Return everything from the first line of the entries below down to the line containing "21 485 L 316", both included, unchanged.

-=-=-=-=-

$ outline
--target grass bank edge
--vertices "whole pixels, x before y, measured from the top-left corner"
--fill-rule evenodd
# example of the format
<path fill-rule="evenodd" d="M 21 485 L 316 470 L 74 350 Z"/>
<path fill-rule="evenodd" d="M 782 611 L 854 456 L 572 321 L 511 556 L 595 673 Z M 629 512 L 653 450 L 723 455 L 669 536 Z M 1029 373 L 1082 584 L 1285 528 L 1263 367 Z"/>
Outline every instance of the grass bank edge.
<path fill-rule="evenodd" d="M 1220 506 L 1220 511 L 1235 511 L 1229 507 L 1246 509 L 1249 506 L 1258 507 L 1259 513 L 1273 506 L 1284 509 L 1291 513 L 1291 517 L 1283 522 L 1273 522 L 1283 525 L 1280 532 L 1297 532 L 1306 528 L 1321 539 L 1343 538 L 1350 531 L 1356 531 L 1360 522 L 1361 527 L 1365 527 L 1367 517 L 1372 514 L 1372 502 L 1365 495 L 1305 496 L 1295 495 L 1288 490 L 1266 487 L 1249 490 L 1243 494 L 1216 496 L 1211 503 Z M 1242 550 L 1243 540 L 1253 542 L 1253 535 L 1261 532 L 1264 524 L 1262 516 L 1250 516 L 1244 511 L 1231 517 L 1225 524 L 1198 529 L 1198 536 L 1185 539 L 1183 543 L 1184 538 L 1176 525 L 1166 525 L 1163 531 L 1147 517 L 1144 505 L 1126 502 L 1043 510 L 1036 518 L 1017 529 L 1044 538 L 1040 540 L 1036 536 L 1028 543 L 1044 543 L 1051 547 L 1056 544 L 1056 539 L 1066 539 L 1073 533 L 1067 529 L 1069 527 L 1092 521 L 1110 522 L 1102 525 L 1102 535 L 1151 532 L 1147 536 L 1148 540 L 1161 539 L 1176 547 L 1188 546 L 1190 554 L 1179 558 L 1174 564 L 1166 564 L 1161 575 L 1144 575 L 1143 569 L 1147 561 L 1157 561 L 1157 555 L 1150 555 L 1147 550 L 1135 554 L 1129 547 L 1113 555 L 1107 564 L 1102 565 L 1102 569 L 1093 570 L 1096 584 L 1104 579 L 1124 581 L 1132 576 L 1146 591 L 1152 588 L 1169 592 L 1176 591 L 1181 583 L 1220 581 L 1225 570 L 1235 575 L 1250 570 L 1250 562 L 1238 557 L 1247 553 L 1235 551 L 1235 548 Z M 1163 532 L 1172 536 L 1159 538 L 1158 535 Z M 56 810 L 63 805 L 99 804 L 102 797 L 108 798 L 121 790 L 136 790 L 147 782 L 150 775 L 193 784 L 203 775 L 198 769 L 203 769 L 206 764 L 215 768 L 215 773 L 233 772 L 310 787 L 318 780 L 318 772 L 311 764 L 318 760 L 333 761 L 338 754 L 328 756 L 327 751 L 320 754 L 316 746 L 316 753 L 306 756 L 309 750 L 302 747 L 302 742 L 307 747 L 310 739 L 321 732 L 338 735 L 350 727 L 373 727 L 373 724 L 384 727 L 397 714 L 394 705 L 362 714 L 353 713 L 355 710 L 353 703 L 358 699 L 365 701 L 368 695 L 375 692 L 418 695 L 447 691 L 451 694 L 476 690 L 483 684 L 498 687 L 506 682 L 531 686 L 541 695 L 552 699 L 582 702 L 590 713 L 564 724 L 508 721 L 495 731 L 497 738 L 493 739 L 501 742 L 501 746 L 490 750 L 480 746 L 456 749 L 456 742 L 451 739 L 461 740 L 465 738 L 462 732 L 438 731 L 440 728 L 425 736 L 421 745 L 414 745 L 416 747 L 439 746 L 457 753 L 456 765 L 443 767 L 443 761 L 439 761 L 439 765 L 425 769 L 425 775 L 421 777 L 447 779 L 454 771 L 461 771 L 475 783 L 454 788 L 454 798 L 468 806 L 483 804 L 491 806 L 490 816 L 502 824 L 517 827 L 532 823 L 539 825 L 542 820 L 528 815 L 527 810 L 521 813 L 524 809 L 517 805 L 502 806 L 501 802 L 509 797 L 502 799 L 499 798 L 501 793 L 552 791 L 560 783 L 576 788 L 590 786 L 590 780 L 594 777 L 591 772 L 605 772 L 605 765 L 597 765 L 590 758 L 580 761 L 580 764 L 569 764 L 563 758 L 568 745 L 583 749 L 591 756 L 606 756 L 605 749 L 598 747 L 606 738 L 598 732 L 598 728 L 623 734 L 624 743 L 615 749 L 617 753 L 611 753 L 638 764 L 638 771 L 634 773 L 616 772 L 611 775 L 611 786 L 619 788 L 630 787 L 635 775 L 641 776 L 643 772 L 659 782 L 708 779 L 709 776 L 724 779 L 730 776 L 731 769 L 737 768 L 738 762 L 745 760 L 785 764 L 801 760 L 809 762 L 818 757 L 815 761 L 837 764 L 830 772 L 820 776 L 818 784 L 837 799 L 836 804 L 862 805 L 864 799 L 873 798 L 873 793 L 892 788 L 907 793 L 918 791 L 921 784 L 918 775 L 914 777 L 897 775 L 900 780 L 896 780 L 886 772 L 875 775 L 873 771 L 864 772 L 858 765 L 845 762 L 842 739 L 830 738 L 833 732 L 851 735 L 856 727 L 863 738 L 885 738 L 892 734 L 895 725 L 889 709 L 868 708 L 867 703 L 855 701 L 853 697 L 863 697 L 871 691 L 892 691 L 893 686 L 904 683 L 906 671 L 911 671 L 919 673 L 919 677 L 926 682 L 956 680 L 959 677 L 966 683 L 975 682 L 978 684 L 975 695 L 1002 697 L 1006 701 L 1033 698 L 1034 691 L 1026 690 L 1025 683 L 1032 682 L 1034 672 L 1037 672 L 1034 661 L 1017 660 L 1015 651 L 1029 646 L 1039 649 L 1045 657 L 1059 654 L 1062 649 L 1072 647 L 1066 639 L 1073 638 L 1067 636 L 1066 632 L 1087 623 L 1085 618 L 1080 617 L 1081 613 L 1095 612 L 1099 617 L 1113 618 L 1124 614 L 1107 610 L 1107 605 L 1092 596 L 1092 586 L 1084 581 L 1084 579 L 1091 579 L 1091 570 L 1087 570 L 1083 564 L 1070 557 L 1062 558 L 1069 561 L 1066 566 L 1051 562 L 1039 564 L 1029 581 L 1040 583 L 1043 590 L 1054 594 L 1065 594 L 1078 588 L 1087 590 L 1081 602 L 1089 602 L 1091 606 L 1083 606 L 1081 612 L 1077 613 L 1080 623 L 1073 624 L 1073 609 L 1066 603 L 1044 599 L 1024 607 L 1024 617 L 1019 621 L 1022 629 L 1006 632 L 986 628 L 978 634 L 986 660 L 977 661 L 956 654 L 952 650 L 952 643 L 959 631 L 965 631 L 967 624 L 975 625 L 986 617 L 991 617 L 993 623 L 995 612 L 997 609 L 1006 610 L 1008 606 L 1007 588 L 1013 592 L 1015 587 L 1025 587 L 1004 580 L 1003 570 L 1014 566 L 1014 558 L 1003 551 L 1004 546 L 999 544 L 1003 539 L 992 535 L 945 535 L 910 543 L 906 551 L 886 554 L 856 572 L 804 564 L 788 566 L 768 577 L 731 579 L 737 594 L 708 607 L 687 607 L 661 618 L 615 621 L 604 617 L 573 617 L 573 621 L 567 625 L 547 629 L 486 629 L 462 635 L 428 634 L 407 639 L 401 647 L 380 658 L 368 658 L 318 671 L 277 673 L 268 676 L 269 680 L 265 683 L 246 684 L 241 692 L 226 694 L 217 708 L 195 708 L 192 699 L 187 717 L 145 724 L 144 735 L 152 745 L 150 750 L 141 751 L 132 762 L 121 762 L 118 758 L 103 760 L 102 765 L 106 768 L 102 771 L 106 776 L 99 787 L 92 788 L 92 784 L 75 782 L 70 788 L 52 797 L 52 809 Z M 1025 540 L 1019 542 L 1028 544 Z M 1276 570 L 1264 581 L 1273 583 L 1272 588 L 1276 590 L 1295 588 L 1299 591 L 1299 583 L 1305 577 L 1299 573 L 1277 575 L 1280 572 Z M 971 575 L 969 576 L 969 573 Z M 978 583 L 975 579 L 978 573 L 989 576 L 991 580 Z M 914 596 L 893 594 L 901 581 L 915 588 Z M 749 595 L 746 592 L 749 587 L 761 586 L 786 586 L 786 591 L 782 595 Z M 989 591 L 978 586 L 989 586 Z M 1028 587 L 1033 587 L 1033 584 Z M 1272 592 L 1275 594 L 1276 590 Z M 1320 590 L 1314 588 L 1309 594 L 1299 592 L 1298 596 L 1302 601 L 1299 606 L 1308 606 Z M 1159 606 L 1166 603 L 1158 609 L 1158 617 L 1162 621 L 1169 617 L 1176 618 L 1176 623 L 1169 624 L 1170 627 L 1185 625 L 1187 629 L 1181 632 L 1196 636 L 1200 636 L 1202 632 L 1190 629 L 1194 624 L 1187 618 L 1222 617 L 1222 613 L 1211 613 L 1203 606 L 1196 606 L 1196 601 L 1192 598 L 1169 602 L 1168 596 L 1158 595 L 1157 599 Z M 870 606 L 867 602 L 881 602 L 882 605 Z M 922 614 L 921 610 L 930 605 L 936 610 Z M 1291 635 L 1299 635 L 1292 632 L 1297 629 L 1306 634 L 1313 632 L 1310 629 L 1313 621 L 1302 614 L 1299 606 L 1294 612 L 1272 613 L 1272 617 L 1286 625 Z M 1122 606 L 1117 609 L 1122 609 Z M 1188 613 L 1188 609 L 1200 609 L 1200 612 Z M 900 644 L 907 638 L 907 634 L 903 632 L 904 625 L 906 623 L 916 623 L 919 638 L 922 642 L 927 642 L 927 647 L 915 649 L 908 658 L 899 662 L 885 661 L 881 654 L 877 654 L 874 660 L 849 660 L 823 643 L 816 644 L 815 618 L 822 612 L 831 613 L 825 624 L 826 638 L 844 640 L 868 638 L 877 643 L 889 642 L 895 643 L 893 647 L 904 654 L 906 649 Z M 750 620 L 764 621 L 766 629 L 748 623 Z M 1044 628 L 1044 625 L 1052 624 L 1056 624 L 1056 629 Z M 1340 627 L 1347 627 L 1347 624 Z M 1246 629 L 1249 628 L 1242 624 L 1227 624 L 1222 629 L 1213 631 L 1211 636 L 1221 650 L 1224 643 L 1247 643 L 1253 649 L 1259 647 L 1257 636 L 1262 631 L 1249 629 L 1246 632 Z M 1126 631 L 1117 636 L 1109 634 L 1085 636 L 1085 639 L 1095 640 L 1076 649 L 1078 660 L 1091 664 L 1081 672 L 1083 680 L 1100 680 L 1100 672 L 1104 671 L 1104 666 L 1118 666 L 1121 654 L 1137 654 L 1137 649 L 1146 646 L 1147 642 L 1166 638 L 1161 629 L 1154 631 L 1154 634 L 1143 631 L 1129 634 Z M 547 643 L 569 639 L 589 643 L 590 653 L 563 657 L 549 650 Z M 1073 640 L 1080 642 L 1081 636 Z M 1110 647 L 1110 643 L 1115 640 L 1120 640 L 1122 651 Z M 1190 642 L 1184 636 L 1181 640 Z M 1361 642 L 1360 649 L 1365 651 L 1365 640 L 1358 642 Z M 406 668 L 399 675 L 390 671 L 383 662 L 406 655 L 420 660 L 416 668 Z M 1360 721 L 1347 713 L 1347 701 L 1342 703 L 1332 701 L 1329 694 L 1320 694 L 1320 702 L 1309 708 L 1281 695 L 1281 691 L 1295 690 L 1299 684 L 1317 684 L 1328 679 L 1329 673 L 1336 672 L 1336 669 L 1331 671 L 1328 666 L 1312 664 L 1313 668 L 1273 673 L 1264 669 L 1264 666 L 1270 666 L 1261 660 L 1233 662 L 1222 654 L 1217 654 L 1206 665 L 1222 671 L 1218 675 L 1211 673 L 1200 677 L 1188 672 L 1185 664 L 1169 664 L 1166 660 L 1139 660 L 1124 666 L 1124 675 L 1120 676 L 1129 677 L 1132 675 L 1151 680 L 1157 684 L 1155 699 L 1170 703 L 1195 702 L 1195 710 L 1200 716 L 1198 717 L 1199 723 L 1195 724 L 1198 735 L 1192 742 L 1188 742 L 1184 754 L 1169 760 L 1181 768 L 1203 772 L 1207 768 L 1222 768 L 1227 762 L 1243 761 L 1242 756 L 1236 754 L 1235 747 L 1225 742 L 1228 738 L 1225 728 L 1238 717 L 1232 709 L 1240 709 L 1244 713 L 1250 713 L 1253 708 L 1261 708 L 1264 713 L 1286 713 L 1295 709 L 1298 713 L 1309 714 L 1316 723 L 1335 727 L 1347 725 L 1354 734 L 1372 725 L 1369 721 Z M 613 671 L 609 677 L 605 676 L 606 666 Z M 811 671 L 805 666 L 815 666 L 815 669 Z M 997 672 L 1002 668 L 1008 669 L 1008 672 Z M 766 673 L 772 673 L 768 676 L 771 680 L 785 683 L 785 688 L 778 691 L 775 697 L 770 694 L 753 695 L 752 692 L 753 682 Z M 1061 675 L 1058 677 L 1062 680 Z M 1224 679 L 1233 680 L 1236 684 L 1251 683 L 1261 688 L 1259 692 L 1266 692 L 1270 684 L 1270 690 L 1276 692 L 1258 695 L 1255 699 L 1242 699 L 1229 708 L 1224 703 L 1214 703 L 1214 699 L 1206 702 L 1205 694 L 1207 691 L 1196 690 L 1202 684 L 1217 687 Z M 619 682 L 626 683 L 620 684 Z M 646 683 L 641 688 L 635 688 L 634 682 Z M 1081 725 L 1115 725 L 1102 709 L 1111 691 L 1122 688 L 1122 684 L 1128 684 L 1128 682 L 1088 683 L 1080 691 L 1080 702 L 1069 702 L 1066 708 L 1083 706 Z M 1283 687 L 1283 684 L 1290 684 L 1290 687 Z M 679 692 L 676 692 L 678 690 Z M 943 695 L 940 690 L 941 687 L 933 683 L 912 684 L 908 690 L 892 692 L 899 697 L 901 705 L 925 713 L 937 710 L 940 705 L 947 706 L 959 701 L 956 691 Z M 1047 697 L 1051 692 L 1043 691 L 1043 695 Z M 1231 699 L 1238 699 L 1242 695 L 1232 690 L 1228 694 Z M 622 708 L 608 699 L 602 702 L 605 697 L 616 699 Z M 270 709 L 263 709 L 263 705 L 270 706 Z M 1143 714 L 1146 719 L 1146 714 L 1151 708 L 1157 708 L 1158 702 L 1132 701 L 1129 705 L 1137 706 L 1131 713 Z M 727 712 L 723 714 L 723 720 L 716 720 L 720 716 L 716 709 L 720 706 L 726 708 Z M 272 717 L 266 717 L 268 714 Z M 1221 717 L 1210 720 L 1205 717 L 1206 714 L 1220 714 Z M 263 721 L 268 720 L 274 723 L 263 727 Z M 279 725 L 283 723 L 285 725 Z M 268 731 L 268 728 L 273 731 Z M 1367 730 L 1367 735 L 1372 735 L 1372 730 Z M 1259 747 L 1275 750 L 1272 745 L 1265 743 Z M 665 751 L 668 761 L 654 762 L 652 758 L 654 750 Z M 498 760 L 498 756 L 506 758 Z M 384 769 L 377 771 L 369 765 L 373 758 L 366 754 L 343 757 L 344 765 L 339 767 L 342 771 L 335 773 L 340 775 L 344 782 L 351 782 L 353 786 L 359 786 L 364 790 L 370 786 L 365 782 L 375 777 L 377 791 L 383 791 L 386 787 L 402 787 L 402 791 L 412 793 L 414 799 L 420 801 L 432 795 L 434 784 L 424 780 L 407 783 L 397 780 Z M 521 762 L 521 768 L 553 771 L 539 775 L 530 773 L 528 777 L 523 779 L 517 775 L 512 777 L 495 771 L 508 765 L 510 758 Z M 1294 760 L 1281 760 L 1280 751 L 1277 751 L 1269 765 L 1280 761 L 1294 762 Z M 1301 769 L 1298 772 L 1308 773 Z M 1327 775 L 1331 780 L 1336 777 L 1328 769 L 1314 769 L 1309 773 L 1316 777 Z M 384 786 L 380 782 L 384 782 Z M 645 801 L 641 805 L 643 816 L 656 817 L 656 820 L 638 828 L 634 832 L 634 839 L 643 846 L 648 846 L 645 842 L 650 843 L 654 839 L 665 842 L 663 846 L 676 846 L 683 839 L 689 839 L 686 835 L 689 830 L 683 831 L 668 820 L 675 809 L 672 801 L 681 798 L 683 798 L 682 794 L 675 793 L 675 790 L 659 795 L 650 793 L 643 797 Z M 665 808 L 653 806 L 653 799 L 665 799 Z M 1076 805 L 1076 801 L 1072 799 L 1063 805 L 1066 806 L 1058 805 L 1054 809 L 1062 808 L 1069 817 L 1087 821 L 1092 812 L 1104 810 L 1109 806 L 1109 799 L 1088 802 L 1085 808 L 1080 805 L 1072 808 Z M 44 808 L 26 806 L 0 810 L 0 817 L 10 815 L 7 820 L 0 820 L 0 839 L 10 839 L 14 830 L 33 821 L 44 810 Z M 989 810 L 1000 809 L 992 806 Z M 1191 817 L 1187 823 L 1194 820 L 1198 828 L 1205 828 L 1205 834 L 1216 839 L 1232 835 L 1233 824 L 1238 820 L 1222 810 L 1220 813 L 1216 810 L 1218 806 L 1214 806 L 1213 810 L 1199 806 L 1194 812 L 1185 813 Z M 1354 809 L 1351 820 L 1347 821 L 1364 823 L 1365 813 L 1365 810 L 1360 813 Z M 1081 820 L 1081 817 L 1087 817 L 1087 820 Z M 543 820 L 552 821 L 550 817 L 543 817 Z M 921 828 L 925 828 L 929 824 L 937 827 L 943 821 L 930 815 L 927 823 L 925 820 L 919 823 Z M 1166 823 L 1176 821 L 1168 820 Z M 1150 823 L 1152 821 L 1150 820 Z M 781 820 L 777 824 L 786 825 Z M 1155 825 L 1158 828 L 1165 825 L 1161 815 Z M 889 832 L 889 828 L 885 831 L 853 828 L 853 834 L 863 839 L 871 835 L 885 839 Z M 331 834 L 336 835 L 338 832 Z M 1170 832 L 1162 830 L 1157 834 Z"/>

-=-=-=-=-

§ **TASK ANSWER**
$ outline
--target grass bank edge
--vertices "whole pixels, x before y, measured from the top-left corner"
--fill-rule evenodd
# example of the format
<path fill-rule="evenodd" d="M 21 485 L 316 470 L 74 350 Z"/>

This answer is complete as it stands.